Directions:
Reproduce each of the lines below verbatim, in their original order, with no changes.

Record extracts:
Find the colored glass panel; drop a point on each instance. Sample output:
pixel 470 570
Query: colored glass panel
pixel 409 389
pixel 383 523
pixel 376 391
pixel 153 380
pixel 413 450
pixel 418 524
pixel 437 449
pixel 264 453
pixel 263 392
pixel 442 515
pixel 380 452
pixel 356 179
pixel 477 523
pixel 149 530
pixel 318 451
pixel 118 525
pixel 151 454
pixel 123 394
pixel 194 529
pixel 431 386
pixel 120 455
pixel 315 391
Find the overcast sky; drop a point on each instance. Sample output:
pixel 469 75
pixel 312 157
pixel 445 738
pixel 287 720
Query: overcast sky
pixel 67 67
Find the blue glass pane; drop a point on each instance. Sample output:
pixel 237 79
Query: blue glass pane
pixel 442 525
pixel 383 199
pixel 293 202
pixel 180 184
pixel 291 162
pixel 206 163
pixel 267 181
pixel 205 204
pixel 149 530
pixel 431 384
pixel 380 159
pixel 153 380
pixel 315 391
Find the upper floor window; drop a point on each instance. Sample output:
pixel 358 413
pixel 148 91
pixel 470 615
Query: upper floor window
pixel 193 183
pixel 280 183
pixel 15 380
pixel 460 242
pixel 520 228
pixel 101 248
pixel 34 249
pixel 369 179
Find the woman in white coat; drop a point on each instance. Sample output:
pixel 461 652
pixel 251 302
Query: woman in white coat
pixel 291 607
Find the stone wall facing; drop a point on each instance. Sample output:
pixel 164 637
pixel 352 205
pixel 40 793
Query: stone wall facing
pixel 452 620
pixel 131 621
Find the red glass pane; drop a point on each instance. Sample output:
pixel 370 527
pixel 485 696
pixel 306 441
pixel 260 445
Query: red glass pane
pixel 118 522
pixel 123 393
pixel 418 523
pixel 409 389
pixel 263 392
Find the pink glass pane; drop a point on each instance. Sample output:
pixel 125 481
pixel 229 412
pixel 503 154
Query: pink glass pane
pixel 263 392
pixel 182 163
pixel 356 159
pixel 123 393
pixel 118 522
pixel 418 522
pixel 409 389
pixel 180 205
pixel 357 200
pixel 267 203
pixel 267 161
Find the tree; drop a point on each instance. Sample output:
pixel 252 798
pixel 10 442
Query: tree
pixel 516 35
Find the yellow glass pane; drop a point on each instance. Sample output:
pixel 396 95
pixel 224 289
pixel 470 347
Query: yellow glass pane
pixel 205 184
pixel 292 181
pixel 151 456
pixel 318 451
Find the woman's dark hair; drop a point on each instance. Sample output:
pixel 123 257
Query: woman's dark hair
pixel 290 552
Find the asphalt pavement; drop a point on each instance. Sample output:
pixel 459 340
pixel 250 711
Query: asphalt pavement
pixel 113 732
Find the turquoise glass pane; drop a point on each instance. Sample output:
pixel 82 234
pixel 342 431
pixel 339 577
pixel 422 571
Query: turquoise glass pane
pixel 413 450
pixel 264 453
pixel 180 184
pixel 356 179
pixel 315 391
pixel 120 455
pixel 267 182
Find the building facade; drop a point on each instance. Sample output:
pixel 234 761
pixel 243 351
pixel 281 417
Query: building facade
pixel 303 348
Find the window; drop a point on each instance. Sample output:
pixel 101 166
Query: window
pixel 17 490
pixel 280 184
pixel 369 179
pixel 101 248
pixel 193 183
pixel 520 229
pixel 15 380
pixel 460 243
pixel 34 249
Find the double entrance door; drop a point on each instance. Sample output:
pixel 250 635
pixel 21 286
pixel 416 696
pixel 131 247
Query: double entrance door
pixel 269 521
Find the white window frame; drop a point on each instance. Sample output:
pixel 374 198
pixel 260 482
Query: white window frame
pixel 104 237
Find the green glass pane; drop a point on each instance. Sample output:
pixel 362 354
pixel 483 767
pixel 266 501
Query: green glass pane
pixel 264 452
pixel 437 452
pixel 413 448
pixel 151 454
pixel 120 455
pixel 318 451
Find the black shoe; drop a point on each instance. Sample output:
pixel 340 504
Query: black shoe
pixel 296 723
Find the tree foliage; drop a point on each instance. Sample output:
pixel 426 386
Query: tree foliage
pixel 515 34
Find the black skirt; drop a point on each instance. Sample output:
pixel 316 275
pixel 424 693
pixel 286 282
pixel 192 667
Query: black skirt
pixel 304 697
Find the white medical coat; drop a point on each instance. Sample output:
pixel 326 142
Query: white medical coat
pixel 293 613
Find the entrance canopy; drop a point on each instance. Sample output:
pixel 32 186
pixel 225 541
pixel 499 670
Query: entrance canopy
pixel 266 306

Task response:
Find the colored glass panel; drop a point on each instance. Sample output:
pixel 470 570
Query: colored glass panel
pixel 409 389
pixel 383 523
pixel 376 391
pixel 153 380
pixel 413 450
pixel 418 524
pixel 437 449
pixel 264 453
pixel 263 392
pixel 442 515
pixel 380 452
pixel 356 179
pixel 477 523
pixel 149 530
pixel 318 451
pixel 118 525
pixel 151 454
pixel 123 394
pixel 194 529
pixel 431 386
pixel 120 455
pixel 315 391
Find the overcast sky; drop a point on each instance. Sample output:
pixel 469 75
pixel 312 157
pixel 445 738
pixel 287 720
Query: overcast sky
pixel 67 67
Find the blue glass pane; drop a point on each instance. Sample output:
pixel 237 79
Query: blue glass pane
pixel 442 525
pixel 383 199
pixel 293 202
pixel 180 184
pixel 291 162
pixel 206 163
pixel 267 181
pixel 205 204
pixel 149 530
pixel 431 384
pixel 380 159
pixel 153 380
pixel 315 391
Find the upper floor window; drop a point on each instance. Sample output:
pixel 358 413
pixel 148 91
pixel 470 615
Query: upper floor window
pixel 193 183
pixel 280 183
pixel 15 380
pixel 460 242
pixel 520 228
pixel 101 248
pixel 34 249
pixel 369 179
Find the woman in white coat; drop a point on each instance. Sample output:
pixel 461 652
pixel 251 302
Query: woman in white coat
pixel 291 607
Find the stone wall facing; drop a point on each instance. Sample output:
pixel 164 637
pixel 352 205
pixel 40 793
Query: stone wall facing
pixel 452 620
pixel 131 621
Find the red glass pane; drop a point on each instance. Sample output:
pixel 370 527
pixel 485 696
pixel 306 441
pixel 260 445
Query: red glass pane
pixel 118 522
pixel 123 393
pixel 418 523
pixel 409 389
pixel 263 392
Find the pink glass pane; drop a point on each instance. Sample output:
pixel 125 481
pixel 229 412
pixel 503 154
Query: pink glass pane
pixel 263 392
pixel 182 163
pixel 356 159
pixel 123 393
pixel 118 522
pixel 418 522
pixel 409 389
pixel 180 205
pixel 357 200
pixel 267 203
pixel 267 161
Find the tree; drop a point on each instance. Sample output:
pixel 252 798
pixel 10 442
Query: tree
pixel 516 35
Find the yellow glass pane; drop a point on each instance. Sample output:
pixel 396 95
pixel 224 289
pixel 470 347
Query: yellow glass pane
pixel 205 184
pixel 292 181
pixel 151 456
pixel 318 451
Find the woman's dark hair; drop a point on each instance. Sample output:
pixel 123 257
Query: woman's dark hair
pixel 290 552
Find the asphalt pavement; drop a point on each instance. Sample output:
pixel 459 340
pixel 250 711
Query: asphalt pavement
pixel 113 732
Find the turquoise glass pane; drop a point on each instance. Sample output:
pixel 82 234
pixel 342 431
pixel 339 577
pixel 422 571
Query: turquoise glass pane
pixel 413 450
pixel 264 453
pixel 180 184
pixel 356 179
pixel 315 391
pixel 120 455
pixel 267 182
Find the building facade; drop a point on each instance. Sample output:
pixel 234 761
pixel 243 351
pixel 281 417
Query: building facade
pixel 303 348
Find the window; drop a point on each instance. Sample output:
pixel 101 166
Query: window
pixel 17 490
pixel 280 184
pixel 369 179
pixel 101 248
pixel 193 183
pixel 520 229
pixel 15 380
pixel 460 243
pixel 34 249
Find the double entrance door; drop a point on each instance. Sample output:
pixel 250 635
pixel 21 286
pixel 416 696
pixel 131 247
Query: double entrance door
pixel 269 521
Find the white window frame; drop a point on each instance. Sample output:
pixel 374 198
pixel 260 482
Query: white window frame
pixel 104 237
Find the green glass pane; drop a point on each instance. Sample output:
pixel 362 354
pixel 483 767
pixel 266 501
Query: green glass pane
pixel 264 452
pixel 437 452
pixel 413 448
pixel 151 454
pixel 120 455
pixel 318 451
Find the black shoe; drop a point on each instance. Sample output:
pixel 340 504
Query: black shoe
pixel 296 723
Find the tree foliage; drop a point on each instance. Sample output:
pixel 426 386
Query: tree foliage
pixel 515 34
Find the black skirt; drop a point on each instance. Sample output:
pixel 316 275
pixel 424 693
pixel 286 282
pixel 192 667
Query: black skirt
pixel 304 697
Find the white medical coat; drop a point on each instance. Sample output:
pixel 326 142
Query: white medical coat
pixel 293 613
Find the entrance canopy; drop a point on each instance. Sample output:
pixel 32 186
pixel 225 541
pixel 499 670
Query: entrance canopy
pixel 266 306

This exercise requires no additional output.